* START *

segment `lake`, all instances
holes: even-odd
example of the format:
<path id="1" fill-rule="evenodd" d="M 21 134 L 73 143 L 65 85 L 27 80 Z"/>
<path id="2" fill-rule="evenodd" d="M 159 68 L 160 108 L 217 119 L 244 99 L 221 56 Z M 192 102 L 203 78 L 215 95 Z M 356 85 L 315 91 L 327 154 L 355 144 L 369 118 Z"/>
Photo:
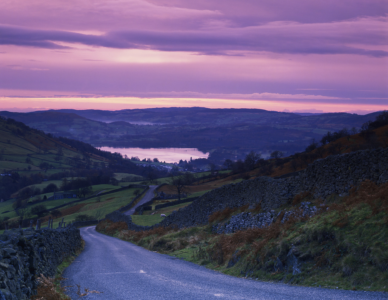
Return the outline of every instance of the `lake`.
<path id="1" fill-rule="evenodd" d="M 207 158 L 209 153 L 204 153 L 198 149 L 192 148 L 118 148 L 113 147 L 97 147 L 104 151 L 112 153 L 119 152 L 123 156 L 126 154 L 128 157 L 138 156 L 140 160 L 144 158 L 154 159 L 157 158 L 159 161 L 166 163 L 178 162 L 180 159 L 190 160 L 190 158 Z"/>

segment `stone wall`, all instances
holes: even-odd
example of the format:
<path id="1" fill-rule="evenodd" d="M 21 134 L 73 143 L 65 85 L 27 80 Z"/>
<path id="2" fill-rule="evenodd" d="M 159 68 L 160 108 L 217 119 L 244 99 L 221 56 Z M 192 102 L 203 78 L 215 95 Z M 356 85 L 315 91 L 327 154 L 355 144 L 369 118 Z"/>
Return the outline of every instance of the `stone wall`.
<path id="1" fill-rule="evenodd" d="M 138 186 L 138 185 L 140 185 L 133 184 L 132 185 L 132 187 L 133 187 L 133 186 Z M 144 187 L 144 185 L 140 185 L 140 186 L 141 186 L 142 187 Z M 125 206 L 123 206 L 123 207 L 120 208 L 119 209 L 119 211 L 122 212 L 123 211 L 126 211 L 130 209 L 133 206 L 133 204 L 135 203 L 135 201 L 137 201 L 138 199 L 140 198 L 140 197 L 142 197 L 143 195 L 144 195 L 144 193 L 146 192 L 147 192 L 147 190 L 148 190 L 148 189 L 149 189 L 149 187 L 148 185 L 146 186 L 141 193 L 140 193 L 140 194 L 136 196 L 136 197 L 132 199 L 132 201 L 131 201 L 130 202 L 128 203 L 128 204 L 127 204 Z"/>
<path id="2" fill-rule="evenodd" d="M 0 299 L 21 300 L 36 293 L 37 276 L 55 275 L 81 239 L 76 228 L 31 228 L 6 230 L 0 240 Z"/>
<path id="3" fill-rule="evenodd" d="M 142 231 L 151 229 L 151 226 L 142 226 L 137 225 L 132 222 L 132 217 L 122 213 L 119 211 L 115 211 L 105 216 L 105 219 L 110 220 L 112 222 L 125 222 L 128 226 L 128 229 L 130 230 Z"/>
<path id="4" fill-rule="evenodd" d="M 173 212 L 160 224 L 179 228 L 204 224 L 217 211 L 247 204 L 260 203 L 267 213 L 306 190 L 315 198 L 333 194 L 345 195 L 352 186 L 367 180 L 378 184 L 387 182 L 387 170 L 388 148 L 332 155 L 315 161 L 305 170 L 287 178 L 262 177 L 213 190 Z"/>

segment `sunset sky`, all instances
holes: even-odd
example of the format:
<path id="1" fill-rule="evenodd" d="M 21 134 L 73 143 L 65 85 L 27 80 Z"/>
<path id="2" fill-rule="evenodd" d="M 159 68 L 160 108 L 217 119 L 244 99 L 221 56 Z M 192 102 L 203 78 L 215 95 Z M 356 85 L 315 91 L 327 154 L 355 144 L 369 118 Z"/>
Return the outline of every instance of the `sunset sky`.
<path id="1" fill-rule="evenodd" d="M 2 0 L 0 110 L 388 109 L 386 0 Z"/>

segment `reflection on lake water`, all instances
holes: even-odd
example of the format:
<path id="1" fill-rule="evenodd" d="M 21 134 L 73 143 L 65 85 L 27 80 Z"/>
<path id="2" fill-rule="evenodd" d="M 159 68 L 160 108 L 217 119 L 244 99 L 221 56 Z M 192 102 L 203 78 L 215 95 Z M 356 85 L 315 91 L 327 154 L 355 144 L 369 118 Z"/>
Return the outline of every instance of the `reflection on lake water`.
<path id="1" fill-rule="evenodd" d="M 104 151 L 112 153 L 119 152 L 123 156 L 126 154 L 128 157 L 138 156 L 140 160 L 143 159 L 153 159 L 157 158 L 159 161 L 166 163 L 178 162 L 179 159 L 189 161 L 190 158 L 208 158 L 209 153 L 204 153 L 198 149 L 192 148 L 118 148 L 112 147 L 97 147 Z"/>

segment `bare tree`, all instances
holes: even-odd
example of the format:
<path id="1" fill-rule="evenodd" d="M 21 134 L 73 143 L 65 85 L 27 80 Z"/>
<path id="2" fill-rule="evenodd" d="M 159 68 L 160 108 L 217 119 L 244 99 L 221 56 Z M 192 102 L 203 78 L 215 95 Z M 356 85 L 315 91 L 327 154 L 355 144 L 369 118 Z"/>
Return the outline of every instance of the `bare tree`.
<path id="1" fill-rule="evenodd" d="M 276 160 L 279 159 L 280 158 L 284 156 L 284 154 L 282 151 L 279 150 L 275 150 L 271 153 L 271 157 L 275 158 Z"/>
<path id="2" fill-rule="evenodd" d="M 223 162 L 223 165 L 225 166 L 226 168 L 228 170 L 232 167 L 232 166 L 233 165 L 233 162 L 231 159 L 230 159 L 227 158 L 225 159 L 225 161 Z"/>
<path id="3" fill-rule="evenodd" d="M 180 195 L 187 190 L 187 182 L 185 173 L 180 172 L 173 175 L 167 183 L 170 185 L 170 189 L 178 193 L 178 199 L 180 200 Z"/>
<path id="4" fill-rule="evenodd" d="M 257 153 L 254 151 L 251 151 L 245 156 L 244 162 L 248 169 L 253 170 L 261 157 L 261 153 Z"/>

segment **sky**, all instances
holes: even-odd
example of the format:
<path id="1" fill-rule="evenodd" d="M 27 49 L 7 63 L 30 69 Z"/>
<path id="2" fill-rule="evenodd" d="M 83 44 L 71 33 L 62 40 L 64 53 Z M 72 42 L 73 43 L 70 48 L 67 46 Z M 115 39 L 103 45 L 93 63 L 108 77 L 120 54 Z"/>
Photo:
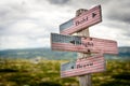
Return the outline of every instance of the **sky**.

* END *

→ DIRECTIONS FOR THIS TASK
Could you reproduce every line above word for word, leaving out the pictures?

→ RESULT OF THIS TASK
segment `lake`, all instances
holes: even-odd
example of the format:
<path id="1" fill-rule="evenodd" d="M 21 134 L 73 143 L 65 85 L 27 80 Z"/>
<path id="2" fill-rule="evenodd" d="M 159 68 L 160 108 L 217 119 L 244 99 L 221 56 Z M 192 102 L 203 78 L 215 95 Z M 356 85 L 315 91 L 327 154 L 355 144 L 369 118 Z"/>
Photo:
Return the outline of every instance of the `lake`.
<path id="1" fill-rule="evenodd" d="M 207 158 L 209 153 L 204 153 L 198 149 L 192 148 L 118 148 L 113 147 L 97 147 L 104 151 L 112 153 L 119 152 L 123 156 L 126 154 L 128 157 L 138 156 L 140 160 L 144 158 L 154 159 L 157 158 L 159 161 L 166 163 L 178 162 L 180 159 L 190 160 L 190 158 Z"/>

segment `stone wall`, all instances
holes: even-odd
example of the format:
<path id="1" fill-rule="evenodd" d="M 21 134 L 73 143 L 65 85 L 27 80 Z"/>
<path id="2" fill-rule="evenodd" d="M 159 68 L 160 108 L 217 119 L 244 99 L 221 56 Z M 192 102 L 203 78 L 215 95 Z M 356 85 L 315 91 L 327 154 L 355 144 L 369 118 Z"/>
Return the outline of every instance of the `stone wall`.
<path id="1" fill-rule="evenodd" d="M 138 186 L 138 185 L 140 185 L 133 184 L 132 185 L 132 187 L 133 187 L 133 186 Z M 144 187 L 144 185 L 140 185 L 140 186 L 141 186 L 142 187 Z M 125 206 L 123 206 L 123 207 L 120 208 L 119 209 L 119 211 L 122 212 L 123 211 L 126 211 L 130 209 L 133 206 L 133 204 L 135 203 L 135 201 L 137 201 L 138 199 L 140 198 L 140 197 L 142 197 L 143 195 L 144 195 L 144 193 L 146 192 L 147 192 L 147 190 L 148 190 L 148 189 L 149 189 L 149 187 L 148 185 L 146 186 L 141 193 L 140 193 L 140 194 L 136 196 L 136 197 L 132 199 L 132 201 L 131 201 L 130 202 L 128 203 L 128 204 L 127 204 Z"/>
<path id="2" fill-rule="evenodd" d="M 0 299 L 21 300 L 36 293 L 37 276 L 55 275 L 81 239 L 76 228 L 31 228 L 6 230 L 0 240 Z"/>
<path id="3" fill-rule="evenodd" d="M 142 231 L 151 229 L 151 226 L 142 226 L 137 225 L 132 222 L 132 217 L 122 213 L 119 211 L 115 211 L 105 216 L 105 219 L 110 220 L 112 222 L 125 222 L 128 226 L 128 229 L 130 230 Z"/>
<path id="4" fill-rule="evenodd" d="M 173 212 L 160 224 L 179 228 L 204 224 L 217 211 L 247 204 L 260 203 L 267 213 L 306 190 L 315 198 L 333 194 L 345 195 L 352 186 L 367 180 L 378 184 L 387 182 L 387 170 L 388 148 L 332 155 L 315 161 L 305 170 L 287 178 L 262 177 L 213 190 Z"/>

segment `sunset sky`, all instances
holes: even-odd
example of the format:
<path id="1" fill-rule="evenodd" d="M 21 134 L 73 143 L 65 85 L 27 80 Z"/>
<path id="2" fill-rule="evenodd" d="M 159 68 L 160 108 L 217 119 L 244 99 L 221 56 Z M 192 102 L 203 78 L 215 95 Z M 356 85 L 315 91 L 327 154 L 355 144 L 369 118 Z"/>
Return the outline of every instance of the `sunset sky`.
<path id="1" fill-rule="evenodd" d="M 2 0 L 0 110 L 388 109 L 386 0 Z"/>

segment `reflection on lake water`, all instances
holes: even-odd
example of the format:
<path id="1" fill-rule="evenodd" d="M 21 134 L 73 143 L 65 85 L 27 80 Z"/>
<path id="2" fill-rule="evenodd" d="M 159 68 L 160 108 L 217 119 L 244 99 L 221 56 Z M 192 102 L 203 78 L 215 95 Z M 356 85 L 315 91 L 327 154 L 355 144 L 369 118 Z"/>
Return the outline of every instance of the `reflection on lake water`.
<path id="1" fill-rule="evenodd" d="M 104 151 L 112 153 L 119 152 L 123 156 L 126 154 L 128 157 L 138 156 L 140 160 L 143 159 L 153 159 L 157 158 L 159 161 L 166 163 L 178 162 L 179 159 L 189 161 L 190 158 L 208 158 L 209 153 L 204 153 L 198 149 L 192 148 L 118 148 L 112 147 L 97 147 Z"/>

segment `bare tree`, all instances
holes: even-odd
example of the format:
<path id="1" fill-rule="evenodd" d="M 21 134 L 73 143 L 65 85 L 27 80 Z"/>
<path id="2" fill-rule="evenodd" d="M 159 68 L 160 108 L 217 119 L 244 99 L 221 56 Z M 192 102 L 203 78 L 215 95 Z M 356 85 L 315 91 L 327 154 L 355 144 L 369 118 Z"/>
Return the outline of every instance of the `bare tree`.
<path id="1" fill-rule="evenodd" d="M 276 160 L 279 159 L 280 158 L 284 156 L 284 154 L 282 151 L 279 150 L 275 150 L 271 153 L 271 157 L 275 158 Z"/>
<path id="2" fill-rule="evenodd" d="M 223 162 L 223 165 L 225 166 L 226 168 L 228 170 L 232 167 L 232 166 L 233 165 L 233 162 L 231 159 L 230 159 L 227 158 L 225 159 L 225 161 Z"/>
<path id="3" fill-rule="evenodd" d="M 180 195 L 187 190 L 187 182 L 185 173 L 180 172 L 173 175 L 167 183 L 170 185 L 170 189 L 178 193 L 178 199 L 180 200 Z"/>
<path id="4" fill-rule="evenodd" d="M 257 153 L 254 151 L 251 151 L 245 156 L 244 162 L 248 169 L 253 170 L 261 157 L 261 153 Z"/>

segment **sky**, all instances
holes: even-odd
example of the format:
<path id="1" fill-rule="evenodd" d="M 27 49 L 7 63 L 30 69 Z"/>
<path id="2" fill-rule="evenodd" d="M 83 44 L 71 33 L 62 40 L 64 53 Z M 72 42 L 73 43 L 70 48 L 67 46 Z M 115 39 L 103 45 L 93 63 L 108 77 L 120 54 Z"/>
Photo:
Return the outline of every instance of the **sky**.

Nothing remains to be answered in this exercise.